#### [Passage]
══════════════════════════════

I was never a great pianist. I wanted to be, but I started too late. I took my first piano lessons at thirteen years old and didn’t get serious until high school. There are very few great pianists who started lessons later than six. Paderewski, who started seriously at twelve, comes to mind – and in terms of technique he was never in the top echelon.
Piano technique is mostly in the brain: It’s the neurons which transmit signals to the nerves that fire the muscles in the fingers, arms, and feet – the reading center of the brain is also engaged when site reading. (Disclosure: I have never been a particularly good sight reader – I always study the score laboriously in advance before I sound it out on the piano.) Thus, with the proper training, anyone can become a competent pianist unless there is a disabling physical condition. Getting beyond the level of competence is another matter. If I had started lessons earlier, I might have been a great pianist. But there are many pianists who are technically and musically wonderful yet have difficulty eking out a living – let alone going on to a noteworthy career.
What is technique? The casual listener might think of technique as the ability to put the right finger on the right note at the right time. But there is oh so much more: Pedaling, dynamics, tone production, playing off a hall’s acoustics. Really, technique is the ability to physically project one’s musical thoughts through the instrument – whether that be the piano, violin, vocal chords, or conductor’s baton. Of course, that presupposes that the performer actually has his/her own thoughts about the music, rather than the recycled thinking of their teacher or the recordings they’ve listened to.
History is filled with pianists with remarkable technique. Relatively few of the great pianists, such as Schnabel, experienced frequent technical lapses. The list of octogenarian classical pianists is impressive as well. But while pianists are luckier than singers – as fingers hold up longer than vocal chords – very few, such as Earl Wild and Vladimir Horowitz, retained a large percentage of their technique into old age (and no one with ears and objectivity would pretend that either played on the same level in their 80s as they did in their 40s – whatever the increase in musical perception). Too many have had careers limited by occupational injuries, such as Gary Graffman and Leon Fleisher – the latter has made a recent recovery. Some, such as Josef Hofmann and Ervin Nyiregyhazi had a hand in destroying their own abilities. Others, like William Kapell and Glenn Gould, died relatively young and did not face the ravages of age or physical breakdown. There is also the question of mental deterioration, including Alzheimer’s.
Then there is my own case. From the mid-1980s to the end of the 20th Century, I worked intermittently at the piano. Life often got in the way: For a time, I didn’t have access to an instrument, so I had to use practice rooms. In 1987, I had a household accident that required surgery on my right arm and it was in a sling for a while.

══════════════════════════════

#### [Task item]
Proceed with the piano technique text from the point where it stops. The lines that follow have nothing to do with the piano text.

══════════════════════════════

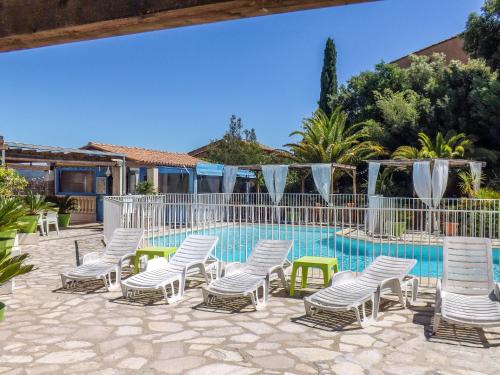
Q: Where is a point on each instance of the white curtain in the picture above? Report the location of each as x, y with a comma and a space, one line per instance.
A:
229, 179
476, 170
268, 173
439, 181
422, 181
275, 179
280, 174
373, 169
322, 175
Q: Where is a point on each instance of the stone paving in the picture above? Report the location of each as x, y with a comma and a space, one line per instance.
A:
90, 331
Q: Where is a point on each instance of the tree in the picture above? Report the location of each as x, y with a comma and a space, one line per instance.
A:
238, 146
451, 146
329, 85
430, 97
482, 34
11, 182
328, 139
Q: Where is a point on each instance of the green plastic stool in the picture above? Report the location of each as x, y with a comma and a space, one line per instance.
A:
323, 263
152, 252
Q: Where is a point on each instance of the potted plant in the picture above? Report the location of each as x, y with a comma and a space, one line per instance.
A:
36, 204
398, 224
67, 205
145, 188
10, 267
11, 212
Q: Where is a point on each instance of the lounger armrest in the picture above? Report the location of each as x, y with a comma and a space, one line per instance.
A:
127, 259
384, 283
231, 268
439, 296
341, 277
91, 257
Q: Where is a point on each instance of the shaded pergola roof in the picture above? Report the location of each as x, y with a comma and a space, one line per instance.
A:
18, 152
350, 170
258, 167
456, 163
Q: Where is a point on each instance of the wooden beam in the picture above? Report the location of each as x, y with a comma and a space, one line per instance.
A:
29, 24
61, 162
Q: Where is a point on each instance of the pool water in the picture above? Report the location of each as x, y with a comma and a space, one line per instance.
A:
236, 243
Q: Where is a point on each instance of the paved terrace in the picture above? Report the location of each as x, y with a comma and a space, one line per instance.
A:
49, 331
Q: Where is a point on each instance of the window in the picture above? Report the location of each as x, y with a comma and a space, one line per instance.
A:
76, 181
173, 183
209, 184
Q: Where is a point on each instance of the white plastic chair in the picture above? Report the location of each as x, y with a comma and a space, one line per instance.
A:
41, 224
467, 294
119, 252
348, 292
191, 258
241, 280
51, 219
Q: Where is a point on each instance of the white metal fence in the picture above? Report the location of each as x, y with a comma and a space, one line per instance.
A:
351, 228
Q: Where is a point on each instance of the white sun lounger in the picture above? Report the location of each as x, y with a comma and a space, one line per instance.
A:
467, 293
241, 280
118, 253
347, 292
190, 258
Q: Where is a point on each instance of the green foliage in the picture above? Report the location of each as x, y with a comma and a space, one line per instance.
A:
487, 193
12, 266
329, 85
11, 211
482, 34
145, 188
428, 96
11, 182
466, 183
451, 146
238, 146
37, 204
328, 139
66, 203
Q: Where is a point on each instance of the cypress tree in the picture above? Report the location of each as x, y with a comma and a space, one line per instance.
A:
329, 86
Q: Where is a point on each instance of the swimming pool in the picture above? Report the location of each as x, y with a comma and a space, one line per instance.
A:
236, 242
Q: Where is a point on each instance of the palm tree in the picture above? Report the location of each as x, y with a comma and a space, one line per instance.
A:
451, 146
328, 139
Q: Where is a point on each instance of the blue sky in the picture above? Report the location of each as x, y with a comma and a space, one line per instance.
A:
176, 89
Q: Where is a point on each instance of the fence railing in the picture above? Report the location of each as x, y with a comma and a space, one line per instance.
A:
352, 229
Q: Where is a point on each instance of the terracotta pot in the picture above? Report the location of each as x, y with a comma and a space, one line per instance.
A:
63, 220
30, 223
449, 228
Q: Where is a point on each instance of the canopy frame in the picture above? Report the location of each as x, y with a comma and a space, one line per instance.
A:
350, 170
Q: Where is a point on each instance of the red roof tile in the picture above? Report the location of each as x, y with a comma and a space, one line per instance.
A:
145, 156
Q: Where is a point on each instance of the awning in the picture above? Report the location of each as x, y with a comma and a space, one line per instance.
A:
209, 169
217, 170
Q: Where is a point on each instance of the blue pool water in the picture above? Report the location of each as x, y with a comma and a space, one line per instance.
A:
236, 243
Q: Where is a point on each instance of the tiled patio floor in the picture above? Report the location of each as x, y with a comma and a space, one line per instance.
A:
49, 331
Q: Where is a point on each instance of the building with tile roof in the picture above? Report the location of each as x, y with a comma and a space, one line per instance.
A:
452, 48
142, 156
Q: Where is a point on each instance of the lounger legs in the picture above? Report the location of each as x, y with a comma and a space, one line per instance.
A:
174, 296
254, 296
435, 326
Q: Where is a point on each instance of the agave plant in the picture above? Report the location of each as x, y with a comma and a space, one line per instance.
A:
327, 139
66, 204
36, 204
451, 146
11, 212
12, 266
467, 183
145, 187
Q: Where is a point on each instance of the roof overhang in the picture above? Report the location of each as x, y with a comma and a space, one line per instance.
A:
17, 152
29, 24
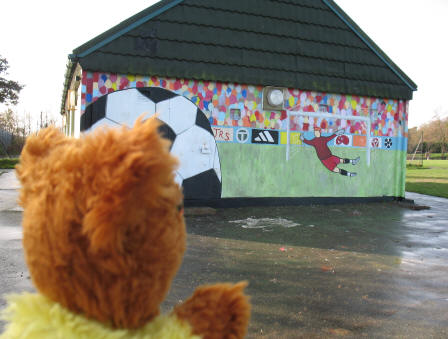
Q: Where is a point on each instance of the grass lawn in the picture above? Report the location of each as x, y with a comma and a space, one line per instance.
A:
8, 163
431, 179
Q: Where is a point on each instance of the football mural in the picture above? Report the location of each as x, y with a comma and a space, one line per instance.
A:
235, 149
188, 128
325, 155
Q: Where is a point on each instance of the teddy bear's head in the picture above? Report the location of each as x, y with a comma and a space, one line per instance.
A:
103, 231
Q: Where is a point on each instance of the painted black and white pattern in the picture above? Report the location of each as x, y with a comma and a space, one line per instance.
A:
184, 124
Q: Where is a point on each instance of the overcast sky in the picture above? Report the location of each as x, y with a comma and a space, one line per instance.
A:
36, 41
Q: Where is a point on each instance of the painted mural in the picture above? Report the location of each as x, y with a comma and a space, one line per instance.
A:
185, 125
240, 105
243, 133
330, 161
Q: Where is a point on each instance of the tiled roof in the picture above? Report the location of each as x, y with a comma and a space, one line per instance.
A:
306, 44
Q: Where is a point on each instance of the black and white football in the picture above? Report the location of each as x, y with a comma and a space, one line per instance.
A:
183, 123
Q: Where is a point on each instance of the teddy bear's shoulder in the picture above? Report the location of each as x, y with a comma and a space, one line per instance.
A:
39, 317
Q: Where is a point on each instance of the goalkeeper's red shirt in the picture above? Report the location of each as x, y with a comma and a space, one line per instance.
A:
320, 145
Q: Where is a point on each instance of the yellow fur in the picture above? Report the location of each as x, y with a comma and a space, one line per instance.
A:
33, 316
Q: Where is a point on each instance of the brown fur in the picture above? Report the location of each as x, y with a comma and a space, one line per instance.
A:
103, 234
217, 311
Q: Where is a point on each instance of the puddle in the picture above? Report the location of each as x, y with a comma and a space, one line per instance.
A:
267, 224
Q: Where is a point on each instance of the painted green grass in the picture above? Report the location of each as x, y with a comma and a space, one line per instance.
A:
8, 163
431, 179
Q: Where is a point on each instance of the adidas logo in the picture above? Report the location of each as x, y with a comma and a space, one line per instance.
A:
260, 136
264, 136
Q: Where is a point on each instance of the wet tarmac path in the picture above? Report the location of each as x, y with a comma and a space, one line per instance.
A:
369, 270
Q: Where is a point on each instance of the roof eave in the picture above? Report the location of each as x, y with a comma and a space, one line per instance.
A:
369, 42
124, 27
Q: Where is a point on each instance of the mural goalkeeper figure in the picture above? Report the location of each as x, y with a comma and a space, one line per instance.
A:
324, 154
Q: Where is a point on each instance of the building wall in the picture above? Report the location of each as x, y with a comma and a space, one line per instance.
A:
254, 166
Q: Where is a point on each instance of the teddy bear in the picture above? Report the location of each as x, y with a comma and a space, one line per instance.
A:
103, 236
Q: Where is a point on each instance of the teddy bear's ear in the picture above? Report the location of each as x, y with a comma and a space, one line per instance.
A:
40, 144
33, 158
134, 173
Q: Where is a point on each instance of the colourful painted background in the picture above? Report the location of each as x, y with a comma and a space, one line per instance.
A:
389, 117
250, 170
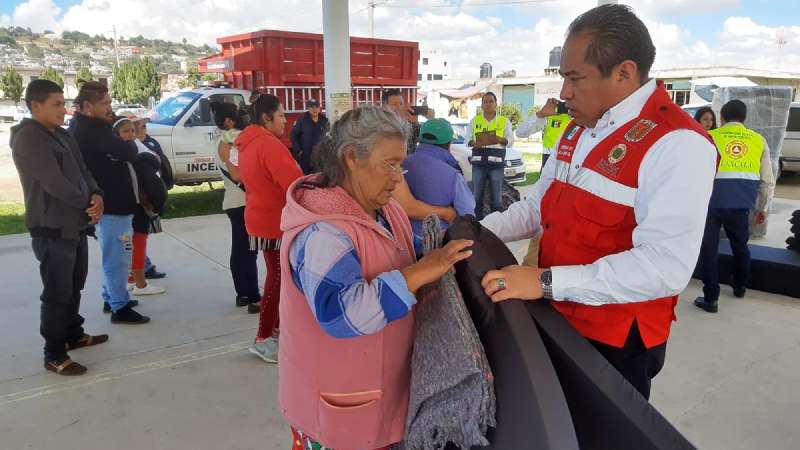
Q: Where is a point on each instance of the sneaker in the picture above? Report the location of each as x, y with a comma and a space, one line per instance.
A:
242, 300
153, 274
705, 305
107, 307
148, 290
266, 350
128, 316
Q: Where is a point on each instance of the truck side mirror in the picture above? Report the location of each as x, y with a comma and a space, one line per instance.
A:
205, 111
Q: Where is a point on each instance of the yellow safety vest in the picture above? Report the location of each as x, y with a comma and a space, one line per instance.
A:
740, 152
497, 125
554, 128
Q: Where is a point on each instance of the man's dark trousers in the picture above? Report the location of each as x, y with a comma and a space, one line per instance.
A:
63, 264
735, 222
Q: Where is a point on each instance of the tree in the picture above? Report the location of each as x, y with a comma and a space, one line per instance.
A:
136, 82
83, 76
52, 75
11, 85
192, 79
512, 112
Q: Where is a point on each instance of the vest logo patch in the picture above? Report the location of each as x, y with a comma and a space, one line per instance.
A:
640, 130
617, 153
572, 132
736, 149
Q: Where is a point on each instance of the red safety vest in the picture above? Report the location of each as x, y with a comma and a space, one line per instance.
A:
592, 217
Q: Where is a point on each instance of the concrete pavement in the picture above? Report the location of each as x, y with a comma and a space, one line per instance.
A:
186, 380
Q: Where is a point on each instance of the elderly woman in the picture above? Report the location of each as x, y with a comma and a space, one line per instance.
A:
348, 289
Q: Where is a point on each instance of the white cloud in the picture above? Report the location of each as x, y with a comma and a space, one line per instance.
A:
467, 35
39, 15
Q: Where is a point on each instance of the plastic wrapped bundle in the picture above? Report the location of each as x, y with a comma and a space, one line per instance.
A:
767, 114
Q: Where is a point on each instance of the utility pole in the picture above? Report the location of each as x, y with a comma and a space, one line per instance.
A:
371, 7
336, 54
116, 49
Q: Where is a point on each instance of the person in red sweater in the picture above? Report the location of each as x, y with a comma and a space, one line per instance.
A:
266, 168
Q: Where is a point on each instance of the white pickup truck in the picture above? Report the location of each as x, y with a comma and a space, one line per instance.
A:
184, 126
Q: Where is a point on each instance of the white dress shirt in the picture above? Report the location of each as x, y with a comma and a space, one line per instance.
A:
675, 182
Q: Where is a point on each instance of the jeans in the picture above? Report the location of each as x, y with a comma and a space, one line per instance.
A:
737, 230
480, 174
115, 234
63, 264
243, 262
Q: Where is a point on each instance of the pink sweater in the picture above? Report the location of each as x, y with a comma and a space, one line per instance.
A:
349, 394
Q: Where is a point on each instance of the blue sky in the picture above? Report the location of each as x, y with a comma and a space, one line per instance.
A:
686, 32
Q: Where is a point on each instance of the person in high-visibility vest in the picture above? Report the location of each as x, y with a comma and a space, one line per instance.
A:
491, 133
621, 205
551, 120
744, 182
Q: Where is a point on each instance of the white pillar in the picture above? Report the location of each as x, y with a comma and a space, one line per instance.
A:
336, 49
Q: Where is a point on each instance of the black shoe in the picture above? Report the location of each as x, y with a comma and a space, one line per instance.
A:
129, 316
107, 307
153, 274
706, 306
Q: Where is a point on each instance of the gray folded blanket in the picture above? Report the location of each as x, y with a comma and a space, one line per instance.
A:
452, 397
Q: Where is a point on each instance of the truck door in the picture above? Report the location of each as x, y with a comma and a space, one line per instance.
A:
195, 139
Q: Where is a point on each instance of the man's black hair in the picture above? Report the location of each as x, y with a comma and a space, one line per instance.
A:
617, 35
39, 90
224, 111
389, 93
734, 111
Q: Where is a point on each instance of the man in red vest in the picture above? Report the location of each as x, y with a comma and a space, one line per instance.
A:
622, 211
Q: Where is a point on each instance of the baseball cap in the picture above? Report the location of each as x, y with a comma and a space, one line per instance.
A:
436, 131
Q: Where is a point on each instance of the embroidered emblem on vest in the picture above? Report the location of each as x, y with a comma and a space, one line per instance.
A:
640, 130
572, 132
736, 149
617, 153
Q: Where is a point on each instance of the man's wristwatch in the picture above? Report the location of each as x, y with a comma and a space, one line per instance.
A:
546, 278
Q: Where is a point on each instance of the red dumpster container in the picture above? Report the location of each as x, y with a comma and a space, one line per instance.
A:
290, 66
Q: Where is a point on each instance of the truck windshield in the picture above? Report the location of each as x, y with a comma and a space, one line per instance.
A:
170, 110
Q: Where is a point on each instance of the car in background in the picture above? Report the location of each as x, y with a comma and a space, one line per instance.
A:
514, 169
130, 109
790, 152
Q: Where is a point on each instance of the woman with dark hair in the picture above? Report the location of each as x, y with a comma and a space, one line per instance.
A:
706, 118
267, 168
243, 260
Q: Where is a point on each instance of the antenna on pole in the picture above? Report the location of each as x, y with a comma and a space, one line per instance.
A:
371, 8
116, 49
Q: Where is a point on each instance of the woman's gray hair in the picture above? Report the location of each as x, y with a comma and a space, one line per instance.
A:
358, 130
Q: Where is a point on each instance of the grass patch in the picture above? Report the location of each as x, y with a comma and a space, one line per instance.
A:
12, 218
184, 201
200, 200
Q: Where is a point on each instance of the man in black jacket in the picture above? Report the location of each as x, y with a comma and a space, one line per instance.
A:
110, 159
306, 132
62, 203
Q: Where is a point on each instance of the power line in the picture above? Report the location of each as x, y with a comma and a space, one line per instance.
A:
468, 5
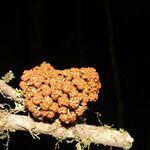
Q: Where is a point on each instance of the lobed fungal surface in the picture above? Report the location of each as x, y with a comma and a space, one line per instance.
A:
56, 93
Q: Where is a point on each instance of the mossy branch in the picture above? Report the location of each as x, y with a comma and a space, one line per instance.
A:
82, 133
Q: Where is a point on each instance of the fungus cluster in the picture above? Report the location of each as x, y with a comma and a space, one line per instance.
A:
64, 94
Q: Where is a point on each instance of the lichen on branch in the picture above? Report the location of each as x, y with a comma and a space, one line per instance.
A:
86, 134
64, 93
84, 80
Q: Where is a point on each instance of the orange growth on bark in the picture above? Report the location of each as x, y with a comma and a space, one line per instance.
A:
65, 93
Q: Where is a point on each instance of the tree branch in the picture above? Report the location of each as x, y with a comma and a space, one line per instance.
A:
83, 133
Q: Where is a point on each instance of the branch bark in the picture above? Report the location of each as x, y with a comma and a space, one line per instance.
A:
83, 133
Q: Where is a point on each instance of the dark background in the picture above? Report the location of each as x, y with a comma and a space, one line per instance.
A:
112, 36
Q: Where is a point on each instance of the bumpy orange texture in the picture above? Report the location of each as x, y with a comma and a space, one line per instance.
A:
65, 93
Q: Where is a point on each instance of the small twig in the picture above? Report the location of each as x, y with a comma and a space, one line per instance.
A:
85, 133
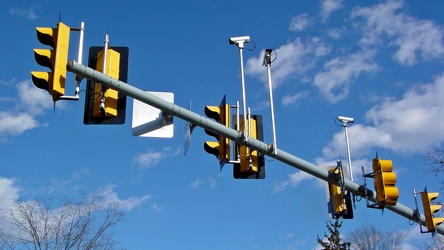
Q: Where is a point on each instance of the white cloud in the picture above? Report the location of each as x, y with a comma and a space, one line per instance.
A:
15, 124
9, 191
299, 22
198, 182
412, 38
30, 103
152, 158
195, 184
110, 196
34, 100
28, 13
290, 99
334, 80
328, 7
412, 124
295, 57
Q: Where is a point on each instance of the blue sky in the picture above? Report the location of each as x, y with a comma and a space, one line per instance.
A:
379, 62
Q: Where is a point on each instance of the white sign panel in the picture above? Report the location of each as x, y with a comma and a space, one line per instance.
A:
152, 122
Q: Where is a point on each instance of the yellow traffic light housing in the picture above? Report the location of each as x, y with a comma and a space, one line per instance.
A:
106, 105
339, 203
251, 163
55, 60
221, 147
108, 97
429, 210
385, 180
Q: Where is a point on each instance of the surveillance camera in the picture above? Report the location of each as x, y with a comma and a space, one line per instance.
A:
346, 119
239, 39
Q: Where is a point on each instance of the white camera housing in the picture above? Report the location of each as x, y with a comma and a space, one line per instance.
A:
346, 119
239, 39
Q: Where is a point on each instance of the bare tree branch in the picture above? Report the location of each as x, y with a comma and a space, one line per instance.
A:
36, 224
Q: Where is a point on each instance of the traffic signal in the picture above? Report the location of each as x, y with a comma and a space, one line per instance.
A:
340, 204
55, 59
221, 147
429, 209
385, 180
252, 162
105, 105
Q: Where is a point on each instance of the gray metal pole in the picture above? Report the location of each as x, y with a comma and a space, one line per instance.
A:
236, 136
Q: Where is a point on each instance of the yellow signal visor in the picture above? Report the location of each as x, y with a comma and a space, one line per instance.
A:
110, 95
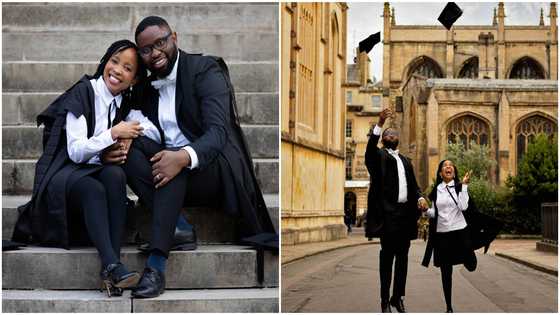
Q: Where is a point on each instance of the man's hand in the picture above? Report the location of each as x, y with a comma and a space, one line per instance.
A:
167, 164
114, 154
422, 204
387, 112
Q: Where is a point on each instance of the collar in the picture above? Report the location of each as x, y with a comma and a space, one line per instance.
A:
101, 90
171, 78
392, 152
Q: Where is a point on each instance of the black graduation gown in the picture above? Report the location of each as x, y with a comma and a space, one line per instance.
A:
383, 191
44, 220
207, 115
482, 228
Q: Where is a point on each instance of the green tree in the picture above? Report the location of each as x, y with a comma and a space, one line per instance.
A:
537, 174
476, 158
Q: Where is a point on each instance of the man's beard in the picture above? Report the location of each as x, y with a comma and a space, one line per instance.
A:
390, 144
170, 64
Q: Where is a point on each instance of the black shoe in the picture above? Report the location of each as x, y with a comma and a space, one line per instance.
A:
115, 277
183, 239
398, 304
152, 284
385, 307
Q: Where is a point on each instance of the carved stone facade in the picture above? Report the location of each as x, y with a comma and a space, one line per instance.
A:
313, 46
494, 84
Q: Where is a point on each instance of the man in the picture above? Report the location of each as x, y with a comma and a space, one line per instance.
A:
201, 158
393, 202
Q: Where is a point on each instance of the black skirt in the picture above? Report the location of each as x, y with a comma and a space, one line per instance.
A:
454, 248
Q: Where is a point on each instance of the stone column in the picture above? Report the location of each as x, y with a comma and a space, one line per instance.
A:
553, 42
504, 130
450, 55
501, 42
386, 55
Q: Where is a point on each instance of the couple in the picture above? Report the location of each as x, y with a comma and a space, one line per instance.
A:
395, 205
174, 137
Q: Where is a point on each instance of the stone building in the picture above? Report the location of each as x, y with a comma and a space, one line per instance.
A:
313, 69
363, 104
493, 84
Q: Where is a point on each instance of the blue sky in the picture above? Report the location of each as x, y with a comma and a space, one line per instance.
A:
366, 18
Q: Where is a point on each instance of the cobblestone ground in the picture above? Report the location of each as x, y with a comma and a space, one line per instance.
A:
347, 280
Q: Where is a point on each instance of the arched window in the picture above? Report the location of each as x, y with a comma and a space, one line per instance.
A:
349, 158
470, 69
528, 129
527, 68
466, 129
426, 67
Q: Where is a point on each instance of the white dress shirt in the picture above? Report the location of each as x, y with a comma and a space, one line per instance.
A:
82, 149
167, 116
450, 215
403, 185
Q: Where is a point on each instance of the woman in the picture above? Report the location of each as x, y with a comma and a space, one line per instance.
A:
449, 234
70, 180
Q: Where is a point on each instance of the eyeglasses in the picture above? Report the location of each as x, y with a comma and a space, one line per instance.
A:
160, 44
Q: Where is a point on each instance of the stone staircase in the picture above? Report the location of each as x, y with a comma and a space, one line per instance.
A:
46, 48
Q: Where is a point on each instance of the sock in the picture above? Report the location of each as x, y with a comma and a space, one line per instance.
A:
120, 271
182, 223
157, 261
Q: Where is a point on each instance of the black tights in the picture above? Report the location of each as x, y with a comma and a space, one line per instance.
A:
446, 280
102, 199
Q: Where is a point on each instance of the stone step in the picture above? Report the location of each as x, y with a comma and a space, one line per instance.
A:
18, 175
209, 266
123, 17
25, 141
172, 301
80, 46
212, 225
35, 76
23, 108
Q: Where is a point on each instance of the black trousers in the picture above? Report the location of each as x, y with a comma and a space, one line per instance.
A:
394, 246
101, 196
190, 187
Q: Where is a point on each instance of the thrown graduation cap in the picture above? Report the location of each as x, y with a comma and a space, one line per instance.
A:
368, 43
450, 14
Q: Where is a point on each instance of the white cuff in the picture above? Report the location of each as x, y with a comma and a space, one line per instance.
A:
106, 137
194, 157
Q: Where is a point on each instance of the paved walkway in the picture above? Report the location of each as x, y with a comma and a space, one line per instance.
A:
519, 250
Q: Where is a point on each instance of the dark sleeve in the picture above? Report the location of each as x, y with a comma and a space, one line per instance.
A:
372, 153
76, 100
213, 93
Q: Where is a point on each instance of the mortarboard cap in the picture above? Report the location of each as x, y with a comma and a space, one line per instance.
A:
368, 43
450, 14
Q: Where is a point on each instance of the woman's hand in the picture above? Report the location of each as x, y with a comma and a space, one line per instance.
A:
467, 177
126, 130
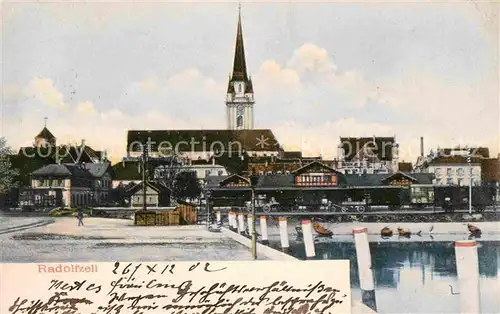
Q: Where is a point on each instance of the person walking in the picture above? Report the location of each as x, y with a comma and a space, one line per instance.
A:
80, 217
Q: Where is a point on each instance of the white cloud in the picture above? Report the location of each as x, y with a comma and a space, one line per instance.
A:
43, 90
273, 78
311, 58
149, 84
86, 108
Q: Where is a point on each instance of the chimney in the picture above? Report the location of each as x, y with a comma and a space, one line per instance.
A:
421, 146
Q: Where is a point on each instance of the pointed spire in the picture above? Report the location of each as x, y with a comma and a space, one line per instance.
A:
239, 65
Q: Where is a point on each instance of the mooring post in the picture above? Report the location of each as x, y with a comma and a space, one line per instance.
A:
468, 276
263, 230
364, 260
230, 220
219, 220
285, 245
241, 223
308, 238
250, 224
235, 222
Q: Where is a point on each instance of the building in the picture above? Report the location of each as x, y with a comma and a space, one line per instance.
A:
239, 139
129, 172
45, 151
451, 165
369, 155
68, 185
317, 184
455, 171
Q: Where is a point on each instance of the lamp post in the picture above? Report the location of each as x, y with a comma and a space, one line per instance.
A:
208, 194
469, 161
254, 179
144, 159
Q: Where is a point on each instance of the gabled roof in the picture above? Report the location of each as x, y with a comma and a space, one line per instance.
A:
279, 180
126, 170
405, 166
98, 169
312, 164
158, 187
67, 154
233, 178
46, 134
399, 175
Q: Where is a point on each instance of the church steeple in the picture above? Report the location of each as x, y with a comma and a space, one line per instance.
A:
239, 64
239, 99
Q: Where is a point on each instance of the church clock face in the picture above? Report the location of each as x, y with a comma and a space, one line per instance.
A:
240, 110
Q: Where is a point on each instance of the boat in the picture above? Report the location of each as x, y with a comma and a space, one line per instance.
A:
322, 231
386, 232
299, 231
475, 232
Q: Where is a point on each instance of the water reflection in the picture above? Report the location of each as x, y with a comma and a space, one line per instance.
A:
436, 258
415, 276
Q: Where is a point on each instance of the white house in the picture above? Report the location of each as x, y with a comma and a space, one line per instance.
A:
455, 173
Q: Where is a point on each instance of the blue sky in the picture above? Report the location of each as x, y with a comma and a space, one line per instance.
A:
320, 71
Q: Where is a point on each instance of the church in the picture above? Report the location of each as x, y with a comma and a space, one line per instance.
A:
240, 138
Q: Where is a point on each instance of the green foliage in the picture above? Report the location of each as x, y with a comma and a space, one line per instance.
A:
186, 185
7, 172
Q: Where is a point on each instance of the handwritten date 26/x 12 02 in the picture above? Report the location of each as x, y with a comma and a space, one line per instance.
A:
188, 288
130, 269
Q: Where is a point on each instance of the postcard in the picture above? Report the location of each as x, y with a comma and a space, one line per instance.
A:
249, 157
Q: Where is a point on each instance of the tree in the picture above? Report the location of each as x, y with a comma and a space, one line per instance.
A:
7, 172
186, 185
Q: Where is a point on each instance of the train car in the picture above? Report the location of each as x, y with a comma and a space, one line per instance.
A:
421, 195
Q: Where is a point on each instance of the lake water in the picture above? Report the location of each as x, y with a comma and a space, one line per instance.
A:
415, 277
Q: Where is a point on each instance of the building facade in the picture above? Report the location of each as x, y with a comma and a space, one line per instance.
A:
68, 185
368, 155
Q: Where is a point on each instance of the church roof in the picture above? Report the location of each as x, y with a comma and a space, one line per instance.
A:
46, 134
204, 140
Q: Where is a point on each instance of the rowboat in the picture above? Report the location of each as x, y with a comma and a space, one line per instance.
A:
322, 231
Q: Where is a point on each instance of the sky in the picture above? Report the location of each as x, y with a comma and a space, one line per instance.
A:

══════════════════════════════

#### [Answer to the problem]
Technically, I peaked around 1998-99. At the time, I was working in a piano store which had very little traffic and a generous selection of printed music, and I had a lot of time on my hands. I also had a piano in my apartment: first a console I inherited from my mother, then a small grand I refurbished. My technique was never super-human, but I could play the opening measures of Chopin’s A-flat Polonaise honestly, without using the pedal to cover insufficient fingerwork – even some famous pianists have been known to bluff this passage. I could also give a passable rendition of Scriabin’s Etude in D-sharp minor. But my life outside music was empty, I had few real friends and no one to love, and I would lay awake at night in despair. So, the piano was really all I had.
My departure from the piano business in 2004 marked a precipitous decline in my technique – particularly until 2007, when I purchased a decent Yamaha digital. Even then, my practice time was but a fraction of what it was in the late ‘90s. With that in mind, do I regret leaving the piano business? No. Most of the time there I was broke. Without leaving for greener pastures, I would never have been able to afford the life I have now: the home, the travel, the very pampered dog.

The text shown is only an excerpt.